_Tugas Tertulis_
Bisakah Anda melanjutkan teks tentang pertempuran Surabaya di bawah ini, mulai setelah kalimat terakhirnya?

_Kutipan Teks_
::::

Negara kita terkenal akan kekayaan budaya dan Sumber Daya Alamnya. Begitu banyak kekayaan alam yang kita miliki dari Pulau Weh sampai Merauke, dari Pulau Miangas hingga Pulau Ndana baik diatas daratan hingga yang terpendam dibawah tanah dan bawah laut. Kekayaan yang kita miliki begitu melimpah ruah.
Hasil tambang, perkebunan, pertanian, hingga hasil laut semuanya dapat kita nikmati di negeri ini. Namun seluruh kekayaan itu tak urung menjadi incaran bangsa lain yang iri dengan Indonesia. Hal ini bahkan menjadi awal mula kita mengalami penjajahan beratus-ratus tahun lamanya. Perjuangan meraih dan mempertahankan kemerdekaan pun dilakukan dengan segenap tumpah darah, perjuangan, dan pengorbanan yang tiada hentinya.
Usai memproklamasikan kemerdekaan, bangsa Indonesia tak lantas dapat hidup bebas dan damai. Para penjajah berupaya menduduki kembali negeri ini dengan berbagai cara yang licik. Salah satu kilas balik sejarah yang menjadi bukti perjuangan mempertahankan kemerdekaan Indonesia yakni adanya pertempuran di Surabaya pada 10 November 1945.
Insiden Robeknya Bendera Belanda
Selepas runtuhnya penjajahan Jepang. Bung Karno dan Bung Hatta memproklamirkan kemerdekaan dan membentuk tatanan hukum Negara. Pada tanggal 31 Agustus 1945 pemerintah mengeluarkan maklumat yang mana berisi mengenai perintah untuk mengibarkan bendera nasional sang saka merah putih diseluruh penjuru Indonesia mulai esok harinya yakni tanggal 1 September 1945. Semarak kebahagiaan rakyat yang terlihat seiring berkibarnya bendera merah putih di seluruh tanah air tak terkecuali di Surabaya.
Namun kebahagian rakyat Surabaya tak berlangsung lama yakni ketika Mr. W.V.CH. Ploegman yang memimpin sekelompok orang Belanda tiba-tiba mengibarkan bendera Belanda yang berwarna merah putih dan biru di atas Hotel Yamato atau sebelumnya pada masa kedudukan Belanda dikenal dengan Hotel Oranye yang berlokasi di Jalan Tunjungan No. 65 Surabaya. Pengibaran bendera Belanda pada tanggal 18 September 1945 pukul 21.00 memicu kemarahan rakyat Surabaya dan dianggap menghina bendera Indonesia.

::::

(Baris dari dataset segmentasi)
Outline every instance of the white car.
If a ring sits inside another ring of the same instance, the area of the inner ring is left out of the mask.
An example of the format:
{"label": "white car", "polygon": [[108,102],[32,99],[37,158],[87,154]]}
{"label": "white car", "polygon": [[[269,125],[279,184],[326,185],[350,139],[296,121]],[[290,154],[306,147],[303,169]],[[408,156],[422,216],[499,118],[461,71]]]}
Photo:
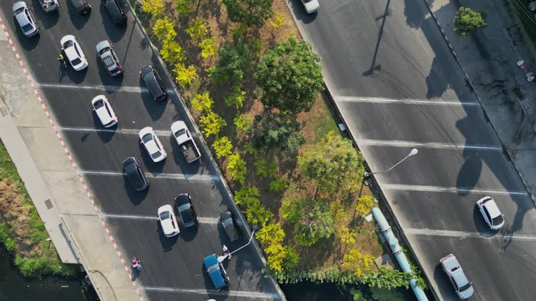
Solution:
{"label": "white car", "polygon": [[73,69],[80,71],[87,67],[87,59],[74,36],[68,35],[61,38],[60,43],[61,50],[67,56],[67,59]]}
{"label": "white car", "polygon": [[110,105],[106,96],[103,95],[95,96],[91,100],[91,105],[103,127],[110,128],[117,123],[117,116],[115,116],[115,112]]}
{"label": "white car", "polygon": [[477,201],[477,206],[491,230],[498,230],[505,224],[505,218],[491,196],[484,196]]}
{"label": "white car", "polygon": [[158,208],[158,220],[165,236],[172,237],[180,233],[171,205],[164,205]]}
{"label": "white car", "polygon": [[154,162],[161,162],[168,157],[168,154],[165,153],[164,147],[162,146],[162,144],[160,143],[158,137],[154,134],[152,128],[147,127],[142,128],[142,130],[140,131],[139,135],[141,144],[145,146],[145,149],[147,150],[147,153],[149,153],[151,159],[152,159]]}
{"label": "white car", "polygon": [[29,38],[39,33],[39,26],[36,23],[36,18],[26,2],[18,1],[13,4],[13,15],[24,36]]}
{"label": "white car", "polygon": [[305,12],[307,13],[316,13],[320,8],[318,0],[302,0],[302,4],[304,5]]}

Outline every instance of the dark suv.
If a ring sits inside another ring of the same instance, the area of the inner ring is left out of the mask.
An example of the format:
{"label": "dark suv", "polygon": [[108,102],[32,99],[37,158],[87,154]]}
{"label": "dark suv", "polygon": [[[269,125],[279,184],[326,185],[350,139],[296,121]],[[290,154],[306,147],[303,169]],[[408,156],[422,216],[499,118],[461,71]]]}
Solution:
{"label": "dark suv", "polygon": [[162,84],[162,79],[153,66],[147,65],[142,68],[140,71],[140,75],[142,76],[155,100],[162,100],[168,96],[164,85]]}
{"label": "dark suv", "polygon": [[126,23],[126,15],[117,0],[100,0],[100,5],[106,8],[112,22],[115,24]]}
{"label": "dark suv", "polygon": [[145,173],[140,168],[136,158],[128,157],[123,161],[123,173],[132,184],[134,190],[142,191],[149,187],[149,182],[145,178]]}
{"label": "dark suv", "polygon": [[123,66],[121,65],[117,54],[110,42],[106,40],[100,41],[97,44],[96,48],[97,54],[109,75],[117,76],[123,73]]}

::::

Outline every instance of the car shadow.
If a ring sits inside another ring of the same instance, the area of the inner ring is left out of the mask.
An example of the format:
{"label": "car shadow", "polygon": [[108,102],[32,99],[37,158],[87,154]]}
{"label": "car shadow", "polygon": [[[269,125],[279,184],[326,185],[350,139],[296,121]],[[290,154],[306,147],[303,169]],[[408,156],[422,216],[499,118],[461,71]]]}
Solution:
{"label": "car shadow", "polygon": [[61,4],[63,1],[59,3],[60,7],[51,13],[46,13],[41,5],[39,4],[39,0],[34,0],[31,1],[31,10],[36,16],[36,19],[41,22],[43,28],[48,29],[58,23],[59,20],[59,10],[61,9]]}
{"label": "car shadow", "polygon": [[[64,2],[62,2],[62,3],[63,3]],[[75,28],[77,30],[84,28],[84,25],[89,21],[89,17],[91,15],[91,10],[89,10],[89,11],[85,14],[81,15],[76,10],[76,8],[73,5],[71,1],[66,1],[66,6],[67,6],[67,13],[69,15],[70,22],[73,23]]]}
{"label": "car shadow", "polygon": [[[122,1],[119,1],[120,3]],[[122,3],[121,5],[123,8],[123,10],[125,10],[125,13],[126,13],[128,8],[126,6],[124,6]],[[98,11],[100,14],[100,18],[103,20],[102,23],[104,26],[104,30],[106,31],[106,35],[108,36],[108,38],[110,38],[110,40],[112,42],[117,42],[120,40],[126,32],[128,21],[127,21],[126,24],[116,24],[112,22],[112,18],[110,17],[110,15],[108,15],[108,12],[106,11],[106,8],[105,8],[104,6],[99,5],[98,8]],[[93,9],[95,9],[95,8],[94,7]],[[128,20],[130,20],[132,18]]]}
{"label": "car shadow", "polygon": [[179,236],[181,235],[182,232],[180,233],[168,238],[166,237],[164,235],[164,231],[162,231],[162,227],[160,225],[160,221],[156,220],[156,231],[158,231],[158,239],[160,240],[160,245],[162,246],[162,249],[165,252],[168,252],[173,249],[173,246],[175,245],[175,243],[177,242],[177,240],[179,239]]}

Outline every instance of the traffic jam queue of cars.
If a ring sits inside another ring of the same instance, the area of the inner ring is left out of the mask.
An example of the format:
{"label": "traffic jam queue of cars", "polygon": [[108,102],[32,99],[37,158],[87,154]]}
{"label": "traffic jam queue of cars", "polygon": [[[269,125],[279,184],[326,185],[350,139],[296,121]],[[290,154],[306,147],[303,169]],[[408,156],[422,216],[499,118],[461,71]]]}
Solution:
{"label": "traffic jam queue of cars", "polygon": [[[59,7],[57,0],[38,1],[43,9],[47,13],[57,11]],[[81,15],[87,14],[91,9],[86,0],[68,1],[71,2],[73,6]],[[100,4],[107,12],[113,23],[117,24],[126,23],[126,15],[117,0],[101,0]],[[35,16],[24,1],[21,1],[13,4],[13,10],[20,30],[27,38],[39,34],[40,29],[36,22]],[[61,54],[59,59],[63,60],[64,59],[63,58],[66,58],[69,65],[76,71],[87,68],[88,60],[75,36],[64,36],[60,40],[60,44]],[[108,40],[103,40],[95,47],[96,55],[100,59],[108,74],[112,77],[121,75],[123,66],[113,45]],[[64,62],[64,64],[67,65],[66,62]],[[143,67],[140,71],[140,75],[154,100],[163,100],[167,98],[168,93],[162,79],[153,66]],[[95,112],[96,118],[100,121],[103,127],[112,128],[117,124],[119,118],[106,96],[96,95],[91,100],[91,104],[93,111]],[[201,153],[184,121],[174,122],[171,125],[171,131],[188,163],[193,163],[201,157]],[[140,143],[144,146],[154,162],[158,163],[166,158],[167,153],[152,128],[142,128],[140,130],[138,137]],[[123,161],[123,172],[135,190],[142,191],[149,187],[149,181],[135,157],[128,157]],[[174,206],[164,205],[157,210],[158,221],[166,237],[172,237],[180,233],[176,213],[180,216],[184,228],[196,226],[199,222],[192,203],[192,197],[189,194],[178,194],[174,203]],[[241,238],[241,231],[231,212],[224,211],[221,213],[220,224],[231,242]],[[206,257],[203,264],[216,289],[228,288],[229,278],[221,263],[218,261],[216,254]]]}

::::

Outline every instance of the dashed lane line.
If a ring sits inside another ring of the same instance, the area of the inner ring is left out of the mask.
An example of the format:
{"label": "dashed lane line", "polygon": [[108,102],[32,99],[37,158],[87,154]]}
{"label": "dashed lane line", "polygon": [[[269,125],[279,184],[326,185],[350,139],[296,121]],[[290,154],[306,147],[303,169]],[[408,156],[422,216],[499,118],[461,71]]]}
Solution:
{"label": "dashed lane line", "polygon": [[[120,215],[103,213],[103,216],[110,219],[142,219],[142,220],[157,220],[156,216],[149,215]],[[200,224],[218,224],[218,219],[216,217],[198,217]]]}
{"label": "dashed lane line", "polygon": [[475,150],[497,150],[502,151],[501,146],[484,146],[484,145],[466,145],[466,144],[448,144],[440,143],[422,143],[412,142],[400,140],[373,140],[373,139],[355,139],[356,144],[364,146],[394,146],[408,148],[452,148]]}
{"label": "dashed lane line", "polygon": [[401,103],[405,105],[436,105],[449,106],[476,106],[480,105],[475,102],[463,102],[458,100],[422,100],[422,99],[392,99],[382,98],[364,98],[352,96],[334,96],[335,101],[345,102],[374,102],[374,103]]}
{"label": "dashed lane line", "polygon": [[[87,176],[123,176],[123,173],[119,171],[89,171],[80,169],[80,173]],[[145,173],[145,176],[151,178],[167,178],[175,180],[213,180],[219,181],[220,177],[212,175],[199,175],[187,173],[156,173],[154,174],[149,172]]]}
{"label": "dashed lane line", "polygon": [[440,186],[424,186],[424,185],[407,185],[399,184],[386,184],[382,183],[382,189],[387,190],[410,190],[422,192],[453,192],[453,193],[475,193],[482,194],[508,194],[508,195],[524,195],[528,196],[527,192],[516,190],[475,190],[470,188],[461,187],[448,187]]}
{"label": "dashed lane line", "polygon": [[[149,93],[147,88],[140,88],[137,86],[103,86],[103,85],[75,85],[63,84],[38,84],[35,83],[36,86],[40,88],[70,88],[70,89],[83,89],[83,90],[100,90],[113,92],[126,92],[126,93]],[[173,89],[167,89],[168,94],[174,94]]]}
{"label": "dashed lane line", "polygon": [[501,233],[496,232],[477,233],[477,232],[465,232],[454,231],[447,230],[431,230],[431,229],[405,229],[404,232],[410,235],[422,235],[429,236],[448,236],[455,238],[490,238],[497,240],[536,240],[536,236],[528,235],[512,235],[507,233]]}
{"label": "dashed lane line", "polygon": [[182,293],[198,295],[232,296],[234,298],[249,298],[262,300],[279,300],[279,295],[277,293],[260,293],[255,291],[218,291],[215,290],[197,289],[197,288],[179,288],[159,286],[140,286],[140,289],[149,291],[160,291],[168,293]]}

::::

_Jawaban Latihan_
Akibat hal tersebut massa akhirnya berkerumun di depan Hotel Yamato. Melihat situasi yang semakin keos akhirnya Panglima Soedirman yang menjadi perwakilan Indonesia memasuki Hotel Yamato bersama Haryanto dan Sidik dan bertemu dengan Mr. Ploegman untuk melakukan perundingan. Jenderal Soedirman meminta agar Mr. Ploegman beserta anak buahnya bersedia menurunkan bendera Belanda demi menekan terjadinya kericuhan yang sudah mulai memanas. Namun permintaan Jenderal Soedirman ditolak mentah-mentah oleh Mr. Ploegman dan malah membuat keributan di dalam Hotel. Mr. Ploegman tewas dicekik oleh Sidik setelah sebelumnya mengancam dengan mengeluarkan pistol. Sidik kemudian tewas oleh pasukan Belanda dari luar Hotel setelah mendengar suara letusan pistol Mr. Ploegman.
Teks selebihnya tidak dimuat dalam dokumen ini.